_Instruction_
Express the stretch of entries below, from the line containing "above for paved" through the line containing "[0,40,29,76]", as a Markdown table with the columns Row and Text. Number each line in Row, put the line itself in Text, and leave out blank lines.

_Entries supplied_
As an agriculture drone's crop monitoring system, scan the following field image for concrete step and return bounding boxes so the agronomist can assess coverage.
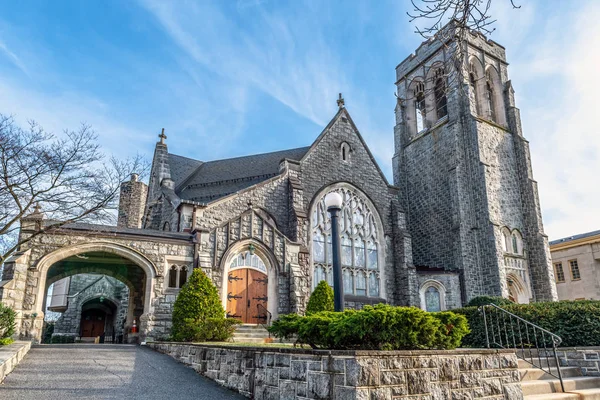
[523,393,580,400]
[521,376,600,396]
[519,367,581,381]
[519,358,556,369]
[233,336,265,343]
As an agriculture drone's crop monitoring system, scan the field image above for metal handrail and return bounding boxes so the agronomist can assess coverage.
[479,304,565,392]
[256,303,273,337]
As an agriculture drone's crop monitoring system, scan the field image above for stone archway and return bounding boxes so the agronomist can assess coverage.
[33,242,158,338]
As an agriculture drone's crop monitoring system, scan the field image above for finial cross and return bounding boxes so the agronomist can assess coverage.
[158,128,167,144]
[337,93,345,110]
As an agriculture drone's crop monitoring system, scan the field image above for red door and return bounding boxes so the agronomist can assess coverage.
[226,268,269,324]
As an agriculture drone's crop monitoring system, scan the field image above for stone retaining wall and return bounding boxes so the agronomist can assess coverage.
[148,342,523,400]
[0,342,31,383]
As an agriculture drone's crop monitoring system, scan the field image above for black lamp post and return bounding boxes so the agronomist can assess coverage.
[325,192,344,311]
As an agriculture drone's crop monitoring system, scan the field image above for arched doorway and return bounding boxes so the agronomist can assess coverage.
[222,241,278,324]
[36,243,156,341]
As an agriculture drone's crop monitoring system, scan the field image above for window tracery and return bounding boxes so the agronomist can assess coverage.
[311,187,381,297]
[229,250,267,274]
[168,265,190,289]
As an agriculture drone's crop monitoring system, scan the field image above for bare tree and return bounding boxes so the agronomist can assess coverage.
[399,0,521,111]
[0,114,147,265]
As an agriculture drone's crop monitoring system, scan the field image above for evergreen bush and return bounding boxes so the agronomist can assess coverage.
[0,303,17,339]
[467,296,515,307]
[452,300,600,347]
[269,304,469,350]
[306,281,333,315]
[171,269,240,342]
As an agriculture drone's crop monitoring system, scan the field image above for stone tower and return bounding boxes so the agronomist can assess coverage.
[394,23,557,303]
[117,174,148,228]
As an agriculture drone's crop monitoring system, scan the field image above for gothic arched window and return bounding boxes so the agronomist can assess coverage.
[311,187,382,297]
[419,279,446,312]
[425,286,442,312]
[434,68,448,119]
[485,79,496,122]
[414,82,426,133]
[469,71,481,115]
[169,265,177,288]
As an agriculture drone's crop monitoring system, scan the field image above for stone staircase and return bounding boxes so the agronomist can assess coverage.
[519,359,600,400]
[233,324,269,343]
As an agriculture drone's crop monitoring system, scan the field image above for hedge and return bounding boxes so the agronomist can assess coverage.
[269,304,469,350]
[452,300,600,347]
[306,281,333,315]
[0,303,17,339]
[171,269,240,342]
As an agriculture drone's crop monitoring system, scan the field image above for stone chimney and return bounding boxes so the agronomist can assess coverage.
[117,174,148,228]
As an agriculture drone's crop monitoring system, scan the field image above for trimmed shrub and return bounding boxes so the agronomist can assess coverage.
[172,318,241,342]
[466,296,515,307]
[0,338,14,346]
[269,304,469,350]
[306,281,333,315]
[452,300,600,347]
[0,303,17,339]
[171,269,240,342]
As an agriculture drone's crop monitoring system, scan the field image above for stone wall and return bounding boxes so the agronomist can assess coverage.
[148,342,523,400]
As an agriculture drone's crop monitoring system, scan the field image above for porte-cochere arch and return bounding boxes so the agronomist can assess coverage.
[0,226,194,340]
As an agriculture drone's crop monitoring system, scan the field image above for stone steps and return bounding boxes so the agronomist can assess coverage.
[233,324,269,343]
[519,360,600,400]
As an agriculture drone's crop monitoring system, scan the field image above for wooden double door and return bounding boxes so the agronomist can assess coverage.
[226,268,269,324]
[81,309,106,337]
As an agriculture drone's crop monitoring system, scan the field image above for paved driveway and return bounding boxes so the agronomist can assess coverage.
[0,344,244,400]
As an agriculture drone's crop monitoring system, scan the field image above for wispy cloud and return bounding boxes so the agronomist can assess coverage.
[0,40,29,76]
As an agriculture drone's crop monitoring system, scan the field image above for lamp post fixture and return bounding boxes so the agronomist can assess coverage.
[325,192,344,311]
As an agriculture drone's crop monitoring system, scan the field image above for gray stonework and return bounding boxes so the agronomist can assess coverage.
[0,21,556,339]
[54,274,129,336]
[394,22,556,301]
[148,342,523,400]
[117,174,148,228]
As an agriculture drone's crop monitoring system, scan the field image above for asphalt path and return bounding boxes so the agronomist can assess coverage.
[0,344,245,400]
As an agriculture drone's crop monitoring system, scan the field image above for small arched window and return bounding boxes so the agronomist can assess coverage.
[169,265,177,288]
[434,68,448,119]
[425,286,442,312]
[414,82,426,133]
[485,77,496,122]
[179,265,188,288]
[340,142,350,161]
[469,65,481,115]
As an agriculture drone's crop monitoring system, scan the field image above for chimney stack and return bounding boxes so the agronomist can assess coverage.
[117,174,148,229]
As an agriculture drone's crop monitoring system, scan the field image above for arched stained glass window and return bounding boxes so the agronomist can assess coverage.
[311,187,381,297]
[229,250,267,274]
[425,286,442,312]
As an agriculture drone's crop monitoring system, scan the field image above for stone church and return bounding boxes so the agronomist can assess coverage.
[0,23,556,339]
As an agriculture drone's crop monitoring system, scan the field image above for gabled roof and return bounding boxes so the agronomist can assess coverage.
[169,147,309,203]
[169,154,202,184]
[549,231,600,246]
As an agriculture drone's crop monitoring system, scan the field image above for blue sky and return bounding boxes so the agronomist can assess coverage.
[0,0,600,239]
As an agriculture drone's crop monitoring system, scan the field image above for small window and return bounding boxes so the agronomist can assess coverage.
[569,260,581,281]
[554,263,565,283]
[179,266,188,288]
[414,82,426,133]
[485,80,496,122]
[469,69,481,115]
[169,265,177,288]
[425,286,442,312]
[340,142,350,161]
[169,265,189,289]
[434,68,448,119]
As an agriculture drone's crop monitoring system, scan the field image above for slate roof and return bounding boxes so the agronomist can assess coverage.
[550,231,600,246]
[169,147,310,203]
[169,154,202,184]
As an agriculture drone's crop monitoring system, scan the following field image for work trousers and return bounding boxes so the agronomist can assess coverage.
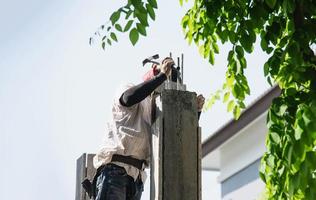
[95,163,144,200]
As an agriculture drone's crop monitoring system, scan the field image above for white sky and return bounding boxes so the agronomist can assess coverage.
[0,0,268,200]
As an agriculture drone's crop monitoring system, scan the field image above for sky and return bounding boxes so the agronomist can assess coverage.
[0,0,268,200]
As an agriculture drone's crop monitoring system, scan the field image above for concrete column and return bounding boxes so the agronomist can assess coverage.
[150,90,201,200]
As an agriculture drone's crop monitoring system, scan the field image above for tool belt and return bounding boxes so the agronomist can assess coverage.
[81,154,146,199]
[111,154,146,170]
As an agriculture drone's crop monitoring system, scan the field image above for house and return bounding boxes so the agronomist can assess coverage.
[202,87,280,200]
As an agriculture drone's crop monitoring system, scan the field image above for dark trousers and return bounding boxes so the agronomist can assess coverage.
[95,163,144,200]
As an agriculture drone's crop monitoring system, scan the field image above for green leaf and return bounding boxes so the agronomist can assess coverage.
[264,0,276,9]
[199,44,205,58]
[110,32,117,42]
[136,23,146,36]
[212,41,219,54]
[227,100,235,112]
[294,125,304,140]
[148,0,158,8]
[125,10,133,19]
[146,4,156,20]
[110,11,121,25]
[114,24,123,32]
[270,132,281,144]
[136,13,148,26]
[236,45,244,58]
[129,28,139,46]
[223,92,230,103]
[124,20,134,32]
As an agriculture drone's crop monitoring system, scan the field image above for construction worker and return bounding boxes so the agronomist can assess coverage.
[93,58,204,200]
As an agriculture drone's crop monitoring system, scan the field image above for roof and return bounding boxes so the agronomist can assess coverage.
[202,86,281,157]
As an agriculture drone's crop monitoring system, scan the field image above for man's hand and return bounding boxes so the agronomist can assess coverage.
[197,94,205,112]
[159,58,174,76]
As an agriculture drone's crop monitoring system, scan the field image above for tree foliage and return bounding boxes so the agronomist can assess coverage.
[94,0,316,200]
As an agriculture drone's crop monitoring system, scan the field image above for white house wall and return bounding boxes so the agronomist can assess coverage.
[222,179,264,200]
[219,112,267,182]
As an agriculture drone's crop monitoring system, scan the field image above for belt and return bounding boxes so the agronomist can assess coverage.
[111,154,146,170]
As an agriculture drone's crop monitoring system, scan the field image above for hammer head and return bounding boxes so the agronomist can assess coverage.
[143,54,159,66]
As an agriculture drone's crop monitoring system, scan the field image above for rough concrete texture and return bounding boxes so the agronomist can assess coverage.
[151,90,200,200]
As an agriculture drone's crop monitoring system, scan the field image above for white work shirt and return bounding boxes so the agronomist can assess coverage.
[93,85,151,183]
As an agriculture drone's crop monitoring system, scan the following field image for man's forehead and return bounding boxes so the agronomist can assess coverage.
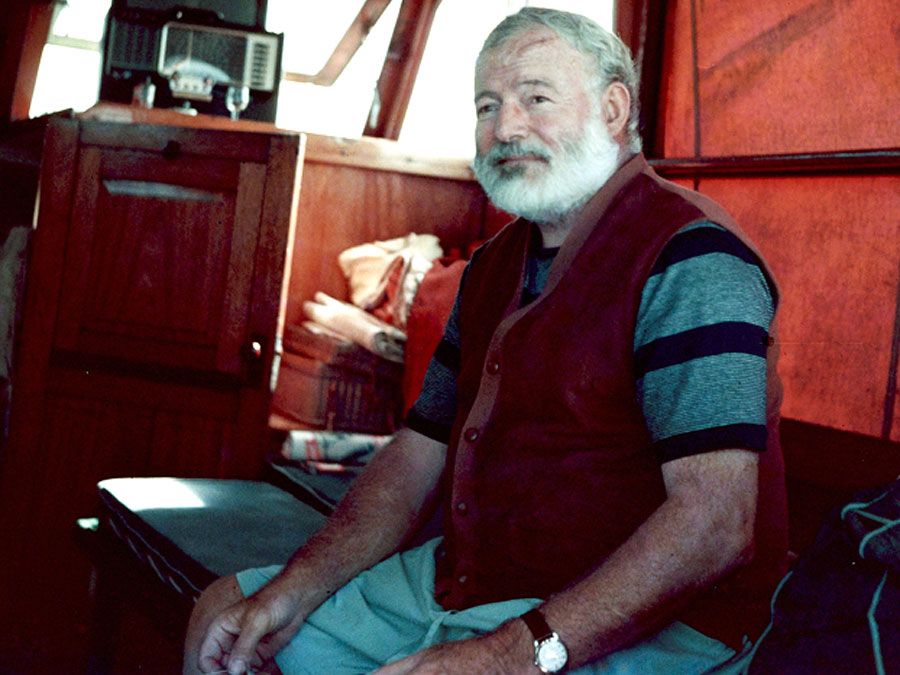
[481,26,567,66]
[475,26,585,90]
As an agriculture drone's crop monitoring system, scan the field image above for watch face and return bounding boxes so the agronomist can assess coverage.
[537,633,569,673]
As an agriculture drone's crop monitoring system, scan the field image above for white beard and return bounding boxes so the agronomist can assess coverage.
[473,118,619,224]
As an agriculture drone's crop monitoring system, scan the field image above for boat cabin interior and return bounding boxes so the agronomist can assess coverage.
[0,0,900,673]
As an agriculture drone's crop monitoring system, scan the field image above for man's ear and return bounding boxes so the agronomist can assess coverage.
[600,82,631,138]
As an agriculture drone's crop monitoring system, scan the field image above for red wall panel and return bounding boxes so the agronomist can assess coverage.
[664,0,900,156]
[700,176,900,436]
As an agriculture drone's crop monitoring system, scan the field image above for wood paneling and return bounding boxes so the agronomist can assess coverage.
[666,0,900,156]
[700,176,900,436]
[657,0,698,157]
[286,137,486,322]
[0,113,302,656]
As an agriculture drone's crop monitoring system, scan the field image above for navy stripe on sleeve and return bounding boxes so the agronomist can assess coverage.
[649,222,778,305]
[653,424,767,462]
[434,338,461,374]
[650,227,759,276]
[634,321,769,379]
[405,407,452,444]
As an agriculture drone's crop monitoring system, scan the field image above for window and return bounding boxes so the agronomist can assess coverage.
[266,0,398,138]
[29,0,111,117]
[31,0,614,158]
[400,0,613,159]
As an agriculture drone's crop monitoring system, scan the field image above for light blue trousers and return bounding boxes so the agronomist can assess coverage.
[237,539,747,675]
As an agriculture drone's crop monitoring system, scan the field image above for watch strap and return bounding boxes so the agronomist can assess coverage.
[521,607,553,642]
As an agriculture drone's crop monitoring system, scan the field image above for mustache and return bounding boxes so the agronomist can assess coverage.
[481,141,553,165]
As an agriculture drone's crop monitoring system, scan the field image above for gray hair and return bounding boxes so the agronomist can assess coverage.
[478,7,641,152]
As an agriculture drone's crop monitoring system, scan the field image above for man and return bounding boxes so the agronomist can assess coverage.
[185,8,785,675]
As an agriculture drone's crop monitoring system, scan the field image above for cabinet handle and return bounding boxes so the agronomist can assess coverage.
[247,340,262,361]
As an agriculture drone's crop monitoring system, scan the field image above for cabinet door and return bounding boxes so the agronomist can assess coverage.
[53,129,272,381]
[0,120,301,618]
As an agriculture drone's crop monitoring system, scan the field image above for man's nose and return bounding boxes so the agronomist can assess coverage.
[494,103,528,143]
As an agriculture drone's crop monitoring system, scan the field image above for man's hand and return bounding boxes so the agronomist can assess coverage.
[199,579,306,675]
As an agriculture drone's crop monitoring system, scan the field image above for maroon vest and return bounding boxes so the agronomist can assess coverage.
[435,155,787,644]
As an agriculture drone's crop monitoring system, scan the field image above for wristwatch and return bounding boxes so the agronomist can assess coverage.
[521,608,569,673]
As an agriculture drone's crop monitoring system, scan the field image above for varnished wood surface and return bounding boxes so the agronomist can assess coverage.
[700,176,900,437]
[306,134,475,181]
[0,120,302,671]
[665,0,900,156]
[286,161,485,322]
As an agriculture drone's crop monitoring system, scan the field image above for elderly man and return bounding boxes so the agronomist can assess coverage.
[185,8,785,675]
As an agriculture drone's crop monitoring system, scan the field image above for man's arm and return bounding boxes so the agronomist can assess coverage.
[380,450,758,675]
[199,429,447,673]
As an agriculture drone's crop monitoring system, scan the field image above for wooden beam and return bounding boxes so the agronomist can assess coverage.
[650,148,900,178]
[363,0,440,140]
[0,0,53,125]
[284,0,391,87]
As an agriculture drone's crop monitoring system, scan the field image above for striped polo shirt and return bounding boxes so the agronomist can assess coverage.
[406,222,777,462]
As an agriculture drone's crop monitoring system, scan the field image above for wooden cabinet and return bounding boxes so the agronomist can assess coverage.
[0,115,302,640]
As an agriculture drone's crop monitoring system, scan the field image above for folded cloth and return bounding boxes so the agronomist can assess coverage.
[303,292,406,363]
[281,430,392,465]
[338,232,443,328]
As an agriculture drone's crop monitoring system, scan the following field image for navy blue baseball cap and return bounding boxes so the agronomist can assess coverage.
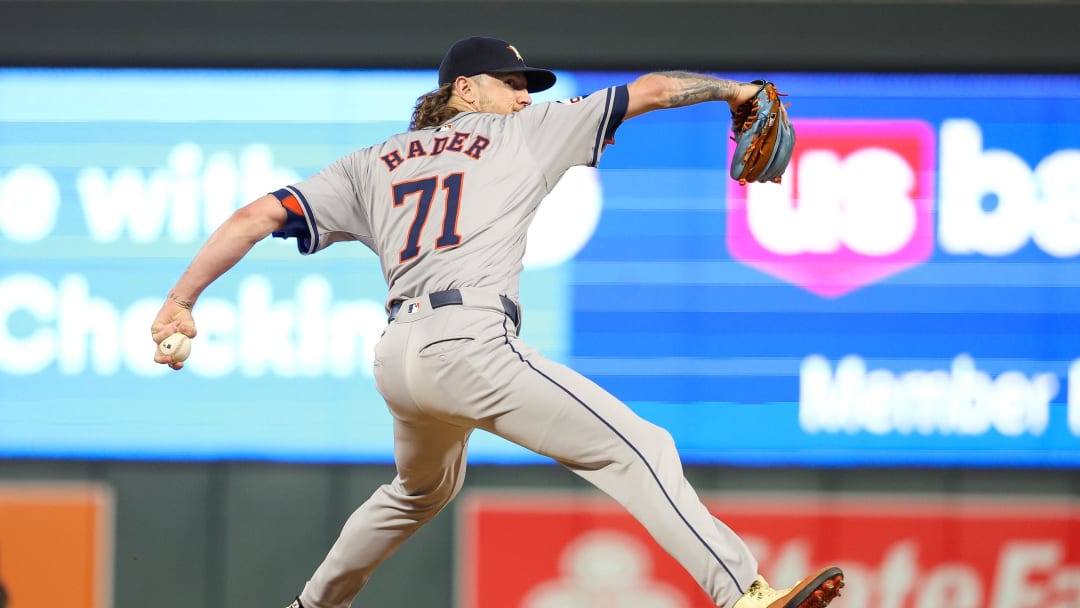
[438,36,555,93]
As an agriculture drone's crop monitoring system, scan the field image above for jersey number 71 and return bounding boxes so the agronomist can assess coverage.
[393,173,464,262]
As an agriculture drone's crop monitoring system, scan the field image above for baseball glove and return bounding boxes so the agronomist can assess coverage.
[731,80,795,186]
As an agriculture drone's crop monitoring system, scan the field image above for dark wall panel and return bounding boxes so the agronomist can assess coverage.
[0,0,1080,72]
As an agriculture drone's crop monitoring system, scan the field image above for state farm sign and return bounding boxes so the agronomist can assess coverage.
[458,494,1080,608]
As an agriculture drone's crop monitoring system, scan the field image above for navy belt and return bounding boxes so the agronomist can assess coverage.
[387,289,521,326]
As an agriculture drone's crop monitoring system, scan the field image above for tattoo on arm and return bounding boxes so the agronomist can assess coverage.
[661,71,739,108]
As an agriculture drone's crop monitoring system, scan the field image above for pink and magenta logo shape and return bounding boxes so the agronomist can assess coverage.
[727,120,935,298]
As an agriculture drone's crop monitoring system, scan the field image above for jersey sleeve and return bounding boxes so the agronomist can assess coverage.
[515,85,630,181]
[272,150,373,255]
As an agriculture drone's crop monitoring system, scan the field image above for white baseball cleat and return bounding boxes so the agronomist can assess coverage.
[731,568,843,608]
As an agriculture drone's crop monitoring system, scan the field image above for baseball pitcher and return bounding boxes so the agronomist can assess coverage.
[152,37,843,608]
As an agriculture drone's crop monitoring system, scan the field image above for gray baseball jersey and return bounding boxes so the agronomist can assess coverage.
[275,86,757,608]
[276,87,626,307]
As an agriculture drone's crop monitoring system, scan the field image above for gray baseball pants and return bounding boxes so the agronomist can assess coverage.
[300,289,757,608]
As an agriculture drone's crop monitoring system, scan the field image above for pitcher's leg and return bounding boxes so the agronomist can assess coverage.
[300,418,471,608]
[488,347,757,606]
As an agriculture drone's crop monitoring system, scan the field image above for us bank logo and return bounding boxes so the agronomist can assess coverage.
[727,120,936,297]
[728,119,1080,298]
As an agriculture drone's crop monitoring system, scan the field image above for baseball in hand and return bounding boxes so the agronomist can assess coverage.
[158,332,191,363]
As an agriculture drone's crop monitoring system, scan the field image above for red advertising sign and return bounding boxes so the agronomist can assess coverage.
[458,494,1080,608]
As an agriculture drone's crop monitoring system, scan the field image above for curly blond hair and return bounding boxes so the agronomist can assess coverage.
[408,82,461,131]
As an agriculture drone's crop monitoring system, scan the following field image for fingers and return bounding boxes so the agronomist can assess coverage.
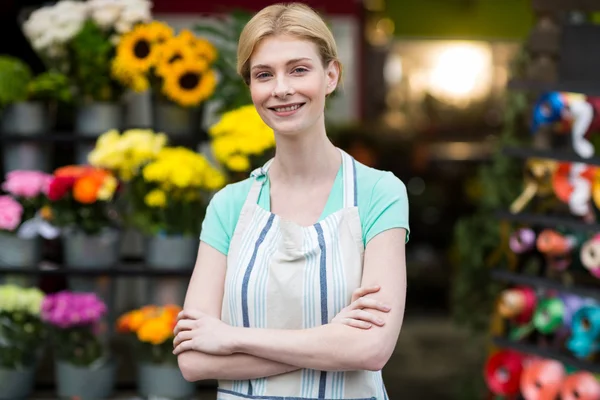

_Solution_
| Row | Text |
|---|---|
| 1 | As an agriculture drone's crop monitoring system, scan the field image above for paved driveway and return bounding boxes so the agronomist can assess coverage. |
| 2 | [0,344,244,400] |
| 3 | As an agriculture drone's crop monitoring system, scan the field image above for wispy cloud and return bounding boxes so the agronomist can assess coverage. |
| 4 | [0,40,29,76] |